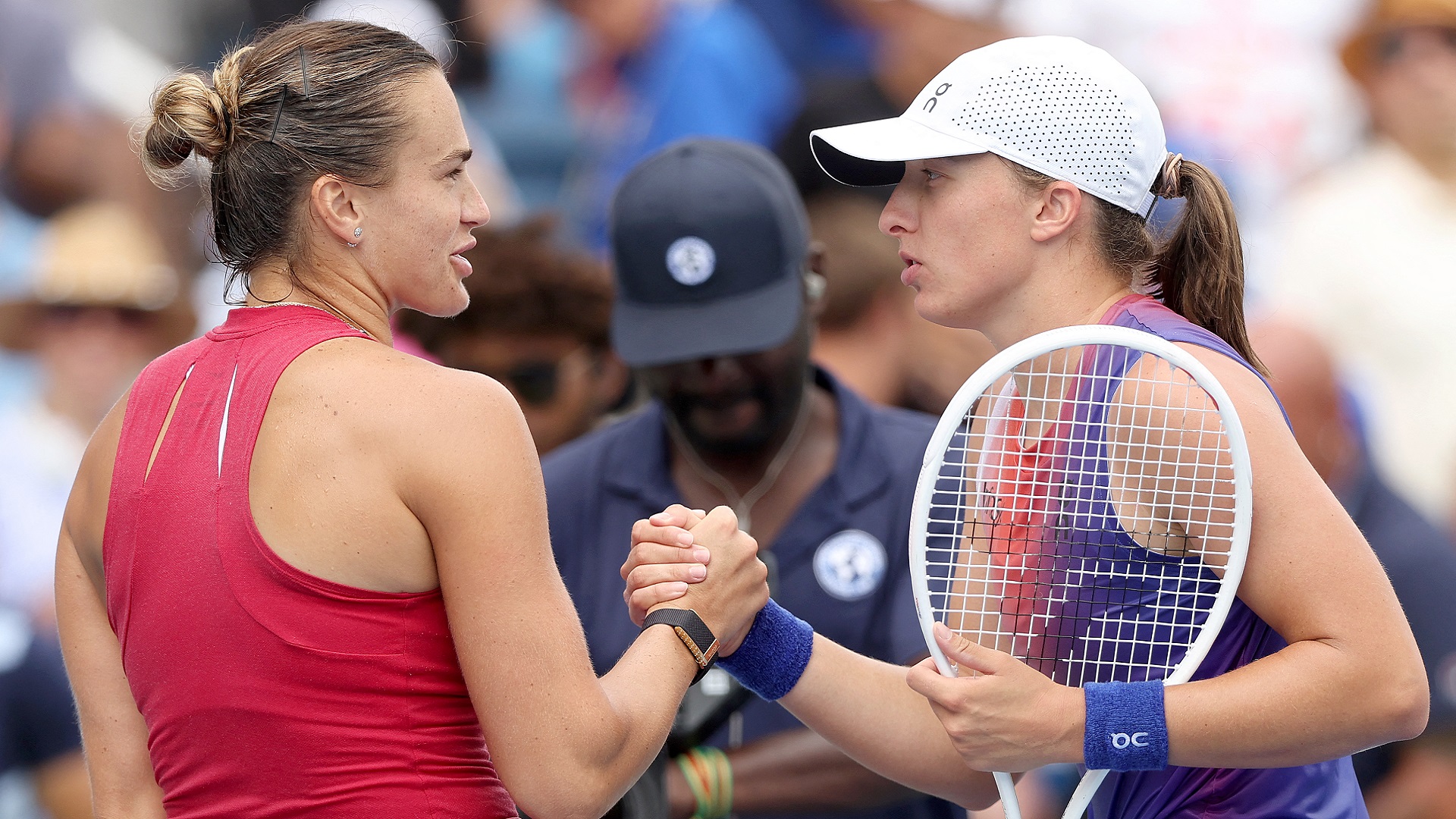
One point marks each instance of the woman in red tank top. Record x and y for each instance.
(300, 573)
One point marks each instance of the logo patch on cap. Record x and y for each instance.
(851, 564)
(691, 261)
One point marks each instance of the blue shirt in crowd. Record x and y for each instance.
(843, 557)
(710, 71)
(1421, 564)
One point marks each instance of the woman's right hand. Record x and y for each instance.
(669, 569)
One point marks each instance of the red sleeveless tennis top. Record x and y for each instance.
(268, 691)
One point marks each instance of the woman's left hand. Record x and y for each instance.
(1009, 717)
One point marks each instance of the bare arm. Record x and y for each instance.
(859, 704)
(475, 483)
(1350, 676)
(112, 730)
(1310, 576)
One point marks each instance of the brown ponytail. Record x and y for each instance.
(1199, 270)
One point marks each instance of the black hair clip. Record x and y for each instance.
(278, 114)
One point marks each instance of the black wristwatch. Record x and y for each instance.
(692, 632)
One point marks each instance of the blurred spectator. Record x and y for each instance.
(715, 311)
(41, 764)
(817, 37)
(870, 334)
(1248, 86)
(101, 306)
(425, 22)
(913, 41)
(64, 145)
(538, 322)
(530, 47)
(1369, 254)
(1416, 779)
(663, 71)
(18, 238)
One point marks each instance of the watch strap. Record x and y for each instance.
(695, 634)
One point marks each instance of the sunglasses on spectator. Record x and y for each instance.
(535, 382)
(1397, 44)
(128, 316)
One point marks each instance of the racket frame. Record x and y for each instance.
(977, 385)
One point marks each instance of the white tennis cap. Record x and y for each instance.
(1053, 104)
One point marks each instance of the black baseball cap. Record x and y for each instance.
(708, 241)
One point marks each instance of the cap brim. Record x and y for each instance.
(875, 152)
(647, 335)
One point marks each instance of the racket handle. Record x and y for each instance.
(1006, 787)
(1082, 798)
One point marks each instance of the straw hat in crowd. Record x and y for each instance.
(99, 256)
(1388, 17)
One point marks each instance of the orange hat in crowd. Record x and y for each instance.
(1388, 17)
(99, 256)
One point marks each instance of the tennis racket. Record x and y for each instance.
(1084, 506)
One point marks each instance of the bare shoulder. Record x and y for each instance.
(85, 521)
(388, 390)
(1253, 400)
(414, 411)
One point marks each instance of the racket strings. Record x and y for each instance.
(1082, 516)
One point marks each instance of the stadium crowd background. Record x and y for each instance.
(1332, 123)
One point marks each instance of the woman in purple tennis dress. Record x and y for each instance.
(1025, 174)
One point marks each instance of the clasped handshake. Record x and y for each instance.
(1003, 717)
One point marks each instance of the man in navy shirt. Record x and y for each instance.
(1419, 777)
(715, 314)
(41, 764)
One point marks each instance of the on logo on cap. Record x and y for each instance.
(691, 261)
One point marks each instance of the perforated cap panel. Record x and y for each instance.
(1053, 104)
(1057, 118)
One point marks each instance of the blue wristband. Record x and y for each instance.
(1128, 729)
(774, 654)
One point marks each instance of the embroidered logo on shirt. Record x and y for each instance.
(691, 261)
(849, 564)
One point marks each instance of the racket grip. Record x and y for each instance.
(1082, 798)
(1006, 787)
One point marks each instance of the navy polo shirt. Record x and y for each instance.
(36, 716)
(843, 556)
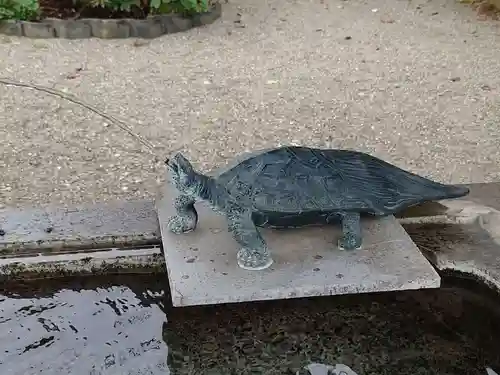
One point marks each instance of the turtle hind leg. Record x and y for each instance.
(186, 218)
(351, 231)
(253, 254)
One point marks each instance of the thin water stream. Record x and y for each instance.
(123, 325)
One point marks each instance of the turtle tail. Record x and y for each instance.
(438, 191)
(454, 191)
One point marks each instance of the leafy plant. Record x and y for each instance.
(185, 7)
(24, 10)
(116, 5)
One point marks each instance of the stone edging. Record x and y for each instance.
(151, 27)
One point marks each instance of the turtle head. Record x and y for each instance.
(183, 174)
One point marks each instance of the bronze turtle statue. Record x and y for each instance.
(292, 186)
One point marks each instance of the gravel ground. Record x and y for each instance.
(413, 82)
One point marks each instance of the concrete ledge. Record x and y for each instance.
(462, 236)
(151, 27)
(103, 261)
(51, 230)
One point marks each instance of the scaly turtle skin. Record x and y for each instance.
(291, 187)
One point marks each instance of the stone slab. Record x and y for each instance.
(202, 266)
(53, 229)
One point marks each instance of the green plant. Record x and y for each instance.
(25, 10)
(116, 5)
(186, 7)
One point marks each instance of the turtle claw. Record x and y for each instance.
(181, 224)
(349, 242)
(254, 260)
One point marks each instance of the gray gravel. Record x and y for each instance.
(417, 83)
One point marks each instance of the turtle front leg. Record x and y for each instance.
(253, 254)
(351, 231)
(186, 218)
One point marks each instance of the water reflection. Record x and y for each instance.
(97, 326)
(106, 330)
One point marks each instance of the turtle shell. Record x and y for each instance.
(300, 179)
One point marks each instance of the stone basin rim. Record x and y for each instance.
(117, 28)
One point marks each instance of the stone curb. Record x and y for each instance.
(151, 27)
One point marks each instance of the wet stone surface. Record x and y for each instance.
(118, 325)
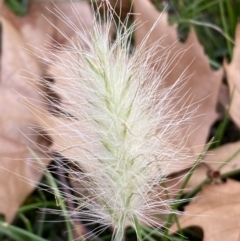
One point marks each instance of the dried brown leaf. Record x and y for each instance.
(19, 172)
(233, 75)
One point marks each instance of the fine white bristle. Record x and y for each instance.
(122, 128)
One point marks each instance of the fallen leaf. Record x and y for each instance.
(233, 75)
(216, 211)
(80, 15)
(198, 92)
(18, 126)
(33, 27)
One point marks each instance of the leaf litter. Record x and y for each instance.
(203, 82)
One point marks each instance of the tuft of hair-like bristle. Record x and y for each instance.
(123, 122)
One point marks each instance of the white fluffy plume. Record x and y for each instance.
(123, 126)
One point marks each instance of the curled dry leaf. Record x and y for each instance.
(233, 75)
(18, 132)
(216, 211)
(198, 91)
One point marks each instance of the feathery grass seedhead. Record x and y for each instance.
(123, 125)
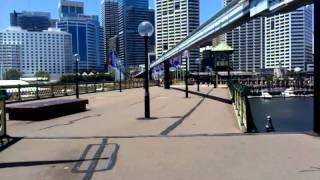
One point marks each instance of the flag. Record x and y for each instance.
(113, 59)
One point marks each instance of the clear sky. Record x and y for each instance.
(92, 7)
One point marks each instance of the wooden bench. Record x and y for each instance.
(44, 110)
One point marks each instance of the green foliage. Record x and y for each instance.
(88, 78)
(42, 74)
(12, 74)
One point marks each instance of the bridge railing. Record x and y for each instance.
(20, 93)
(239, 94)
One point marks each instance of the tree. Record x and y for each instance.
(42, 74)
(12, 74)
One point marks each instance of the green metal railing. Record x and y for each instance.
(239, 94)
(21, 93)
(3, 131)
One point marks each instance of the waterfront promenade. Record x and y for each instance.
(194, 138)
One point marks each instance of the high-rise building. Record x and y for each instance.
(247, 41)
(174, 21)
(87, 35)
(109, 20)
(131, 44)
(289, 39)
(70, 8)
(31, 21)
(30, 52)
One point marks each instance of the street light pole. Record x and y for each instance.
(198, 79)
(120, 82)
(316, 67)
(186, 56)
(146, 80)
(77, 59)
(146, 30)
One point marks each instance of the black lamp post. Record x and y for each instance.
(198, 79)
(186, 57)
(120, 71)
(77, 59)
(146, 30)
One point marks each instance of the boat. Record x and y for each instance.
(265, 94)
(288, 93)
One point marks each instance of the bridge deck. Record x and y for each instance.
(195, 138)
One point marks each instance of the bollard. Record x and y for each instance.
(269, 126)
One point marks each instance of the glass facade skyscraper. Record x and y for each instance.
(247, 41)
(30, 52)
(131, 44)
(31, 21)
(110, 21)
(289, 39)
(175, 20)
(87, 36)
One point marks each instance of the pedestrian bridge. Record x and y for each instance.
(231, 16)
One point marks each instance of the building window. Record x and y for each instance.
(272, 24)
(177, 5)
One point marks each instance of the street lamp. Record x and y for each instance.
(77, 59)
(146, 30)
(186, 56)
(198, 61)
(120, 67)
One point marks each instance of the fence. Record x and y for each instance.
(22, 93)
(2, 115)
(239, 94)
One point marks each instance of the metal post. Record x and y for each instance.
(37, 92)
(52, 90)
(198, 82)
(3, 125)
(316, 67)
(65, 90)
(120, 82)
(19, 92)
(187, 76)
(77, 79)
(146, 80)
(166, 74)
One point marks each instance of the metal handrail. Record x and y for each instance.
(19, 93)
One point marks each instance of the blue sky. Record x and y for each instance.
(207, 8)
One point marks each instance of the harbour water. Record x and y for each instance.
(294, 114)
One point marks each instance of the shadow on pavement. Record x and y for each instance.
(8, 141)
(41, 163)
(180, 121)
(223, 100)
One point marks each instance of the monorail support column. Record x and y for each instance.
(316, 67)
(166, 74)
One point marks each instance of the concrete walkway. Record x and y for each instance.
(195, 138)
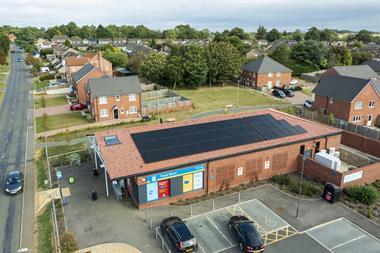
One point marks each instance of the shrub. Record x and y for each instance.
(363, 194)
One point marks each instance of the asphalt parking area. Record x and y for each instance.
(211, 228)
(342, 236)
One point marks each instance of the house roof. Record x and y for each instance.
(104, 86)
(358, 71)
(374, 64)
(265, 65)
(125, 159)
(76, 61)
(344, 88)
(83, 72)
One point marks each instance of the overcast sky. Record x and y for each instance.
(211, 14)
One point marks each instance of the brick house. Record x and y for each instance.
(114, 98)
(358, 71)
(355, 100)
(81, 78)
(265, 73)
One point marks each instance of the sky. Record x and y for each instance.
(212, 14)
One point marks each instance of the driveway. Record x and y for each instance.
(60, 109)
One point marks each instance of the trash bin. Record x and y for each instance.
(331, 193)
(94, 195)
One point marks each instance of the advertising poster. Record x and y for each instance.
(198, 180)
(188, 183)
(151, 191)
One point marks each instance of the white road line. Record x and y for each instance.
(349, 241)
(224, 236)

### [Work task]
Exactly the lines from the one holding "One point marks each instance of the advertising" through the end of the records above are to be returned, and nothing else.

### [Written solution]
One point marks each instance of the advertising poster. Record x and y for each instance.
(198, 180)
(188, 183)
(151, 191)
One point marks each instance of the white road line. Record x and y for each instance.
(349, 241)
(224, 236)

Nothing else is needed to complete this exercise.